### Records shown
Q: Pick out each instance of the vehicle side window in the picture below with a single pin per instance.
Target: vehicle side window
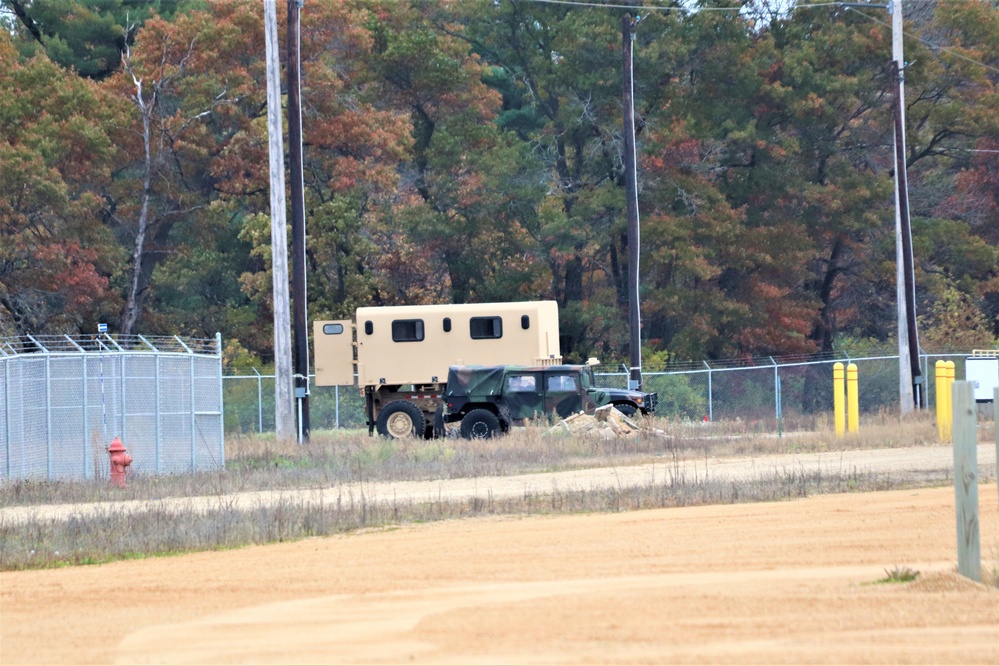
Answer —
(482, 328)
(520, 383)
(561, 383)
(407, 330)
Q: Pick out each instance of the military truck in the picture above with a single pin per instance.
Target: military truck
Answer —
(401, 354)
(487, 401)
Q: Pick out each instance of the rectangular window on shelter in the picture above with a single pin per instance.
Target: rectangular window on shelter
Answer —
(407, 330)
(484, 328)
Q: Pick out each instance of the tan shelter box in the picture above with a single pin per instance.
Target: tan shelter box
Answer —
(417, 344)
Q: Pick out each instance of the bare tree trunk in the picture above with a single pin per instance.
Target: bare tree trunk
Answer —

==

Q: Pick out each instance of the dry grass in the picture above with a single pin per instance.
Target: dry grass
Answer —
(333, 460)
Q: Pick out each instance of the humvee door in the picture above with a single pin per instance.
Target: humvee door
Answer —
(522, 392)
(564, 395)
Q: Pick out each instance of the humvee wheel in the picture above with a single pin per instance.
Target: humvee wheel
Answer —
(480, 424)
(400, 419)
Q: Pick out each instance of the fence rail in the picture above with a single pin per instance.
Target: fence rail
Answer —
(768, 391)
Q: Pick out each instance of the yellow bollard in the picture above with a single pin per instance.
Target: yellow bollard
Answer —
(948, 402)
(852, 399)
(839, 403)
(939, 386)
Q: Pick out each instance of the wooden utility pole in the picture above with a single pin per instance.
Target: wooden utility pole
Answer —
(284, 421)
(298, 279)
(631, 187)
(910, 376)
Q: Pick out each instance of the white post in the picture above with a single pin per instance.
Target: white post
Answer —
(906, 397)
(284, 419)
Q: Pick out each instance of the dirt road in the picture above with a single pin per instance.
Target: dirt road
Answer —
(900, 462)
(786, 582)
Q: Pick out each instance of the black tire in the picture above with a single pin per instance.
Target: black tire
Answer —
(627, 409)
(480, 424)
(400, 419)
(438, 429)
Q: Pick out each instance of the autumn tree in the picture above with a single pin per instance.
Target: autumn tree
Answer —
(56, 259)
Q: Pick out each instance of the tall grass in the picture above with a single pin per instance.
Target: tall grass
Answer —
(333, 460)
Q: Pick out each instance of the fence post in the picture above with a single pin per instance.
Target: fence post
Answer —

### Work required
Which lines in the material above contain the word "grass"? Pull out each one and copy it in full.

### Task output
Q: Pick out each instance of the dry grass in the picture above with a single pin per instance.
Target: dry grass
Q: Pick out each instance of the tall grass in the picture above with a single pin per instance.
Target: tall grass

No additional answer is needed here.